My Kind of Country

Country music from a fan's point of view since 2008

Album Review: John Prine — ‘The Tree of Forgiveness’

John Prine is back with his back with his twenty-fourth album, but only his second since 2011, Released on the Oh Boy label (a label founded by Prine), this is his first album since 2005’s Fair & Square to consist of new songs written by Prine, albeit mostly co-writes.

In terms of chart success, The Tree of Forgiveness has been Prine’s most successful album reaching #5 on Billboard’s Hot 200 albums chart and #2 on Billboard’s Country Albums chart.

For those who haven’t listened to Prine in recent years, a battle with cancer in 1998 resulted in his voice gradually deepening and becoming more gravelly, lending his vocals a gravitas previously lacking.  A battle with lung cancer in 2013 resulted in Prine losing a lung and losing some of his vocal power in the process.

* [Records supplied]
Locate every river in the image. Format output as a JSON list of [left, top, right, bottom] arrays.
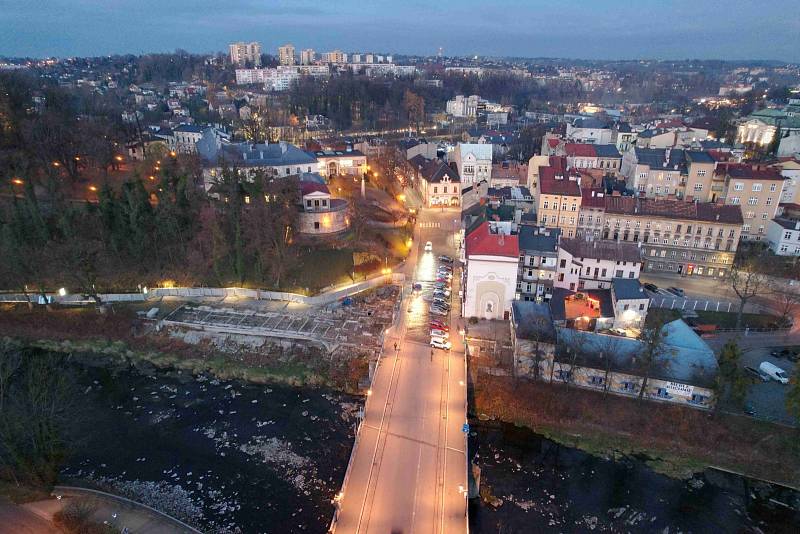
[[62, 367, 361, 533], [470, 421, 800, 534]]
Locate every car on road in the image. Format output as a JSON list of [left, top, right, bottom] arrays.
[[744, 365, 769, 382], [758, 362, 789, 384], [667, 286, 686, 298], [431, 338, 453, 350], [770, 349, 800, 362]]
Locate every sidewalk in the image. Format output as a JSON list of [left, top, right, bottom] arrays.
[[22, 488, 198, 534]]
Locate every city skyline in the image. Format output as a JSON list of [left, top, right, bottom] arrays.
[[0, 0, 800, 62]]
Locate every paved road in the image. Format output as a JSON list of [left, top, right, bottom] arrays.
[[0, 502, 60, 534], [334, 210, 467, 534]]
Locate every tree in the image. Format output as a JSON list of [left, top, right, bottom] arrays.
[[786, 373, 800, 432], [715, 341, 747, 410], [728, 254, 768, 330], [771, 283, 800, 326], [635, 320, 671, 400], [0, 341, 79, 485]]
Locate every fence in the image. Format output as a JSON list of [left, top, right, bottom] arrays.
[[0, 273, 405, 306]]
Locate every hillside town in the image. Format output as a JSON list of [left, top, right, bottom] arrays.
[[0, 21, 800, 533]]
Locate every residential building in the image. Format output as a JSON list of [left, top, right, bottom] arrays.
[[411, 156, 461, 208], [611, 278, 650, 330], [462, 221, 519, 320], [300, 48, 317, 65], [278, 44, 295, 66], [297, 181, 350, 235], [197, 141, 318, 191], [567, 117, 613, 145], [581, 195, 743, 277], [511, 301, 718, 409], [453, 143, 492, 191], [736, 104, 800, 149], [715, 163, 786, 241], [534, 162, 582, 237], [554, 238, 642, 291], [490, 161, 528, 187], [620, 147, 721, 202], [322, 50, 347, 65], [445, 95, 482, 118], [314, 145, 367, 180], [767, 217, 800, 256], [228, 41, 261, 67], [517, 225, 561, 301]]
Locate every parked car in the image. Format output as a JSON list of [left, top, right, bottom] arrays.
[[431, 338, 453, 350], [667, 286, 686, 298], [744, 366, 769, 382], [758, 362, 789, 384]]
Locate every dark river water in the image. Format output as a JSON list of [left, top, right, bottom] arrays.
[[470, 421, 800, 533], [63, 367, 360, 533]]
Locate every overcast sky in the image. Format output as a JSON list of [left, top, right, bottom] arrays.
[[0, 0, 800, 62]]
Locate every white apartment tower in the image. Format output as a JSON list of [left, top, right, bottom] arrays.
[[278, 44, 294, 65], [300, 48, 317, 65], [228, 41, 261, 67]]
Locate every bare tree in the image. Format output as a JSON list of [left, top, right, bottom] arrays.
[[728, 255, 769, 330], [634, 320, 671, 400], [770, 283, 800, 325]]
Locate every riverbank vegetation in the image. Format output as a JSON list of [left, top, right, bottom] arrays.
[[0, 305, 367, 392], [472, 375, 800, 488]]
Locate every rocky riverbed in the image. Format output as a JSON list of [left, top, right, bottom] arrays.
[[470, 421, 800, 534], [62, 366, 361, 533]]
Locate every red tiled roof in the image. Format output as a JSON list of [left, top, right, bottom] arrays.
[[564, 143, 597, 158], [539, 167, 581, 197], [465, 222, 519, 258], [604, 196, 744, 224], [717, 163, 786, 180]]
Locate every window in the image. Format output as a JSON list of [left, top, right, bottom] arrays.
[[589, 376, 605, 386]]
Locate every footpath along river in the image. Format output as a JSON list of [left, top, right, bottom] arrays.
[[470, 421, 800, 534], [62, 360, 361, 533]]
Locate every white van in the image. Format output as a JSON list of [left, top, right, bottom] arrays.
[[758, 362, 789, 384]]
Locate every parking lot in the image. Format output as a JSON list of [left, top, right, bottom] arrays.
[[742, 347, 797, 424]]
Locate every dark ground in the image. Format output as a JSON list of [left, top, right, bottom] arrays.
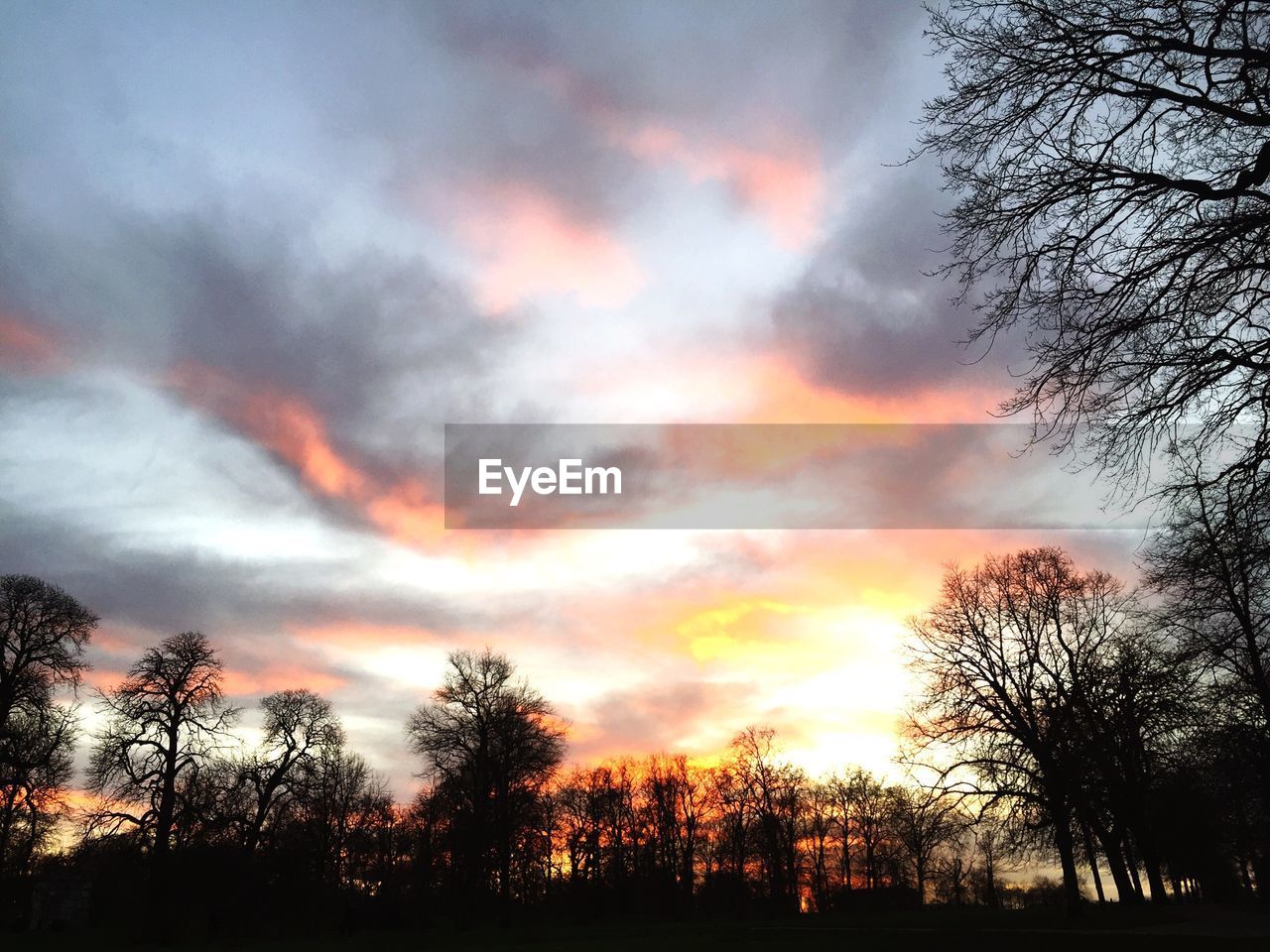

* [What this task involves] In the album review, what position did The Tree of Forgiveness reach on Billboard's Country Albums chart?

* [Answer space] #2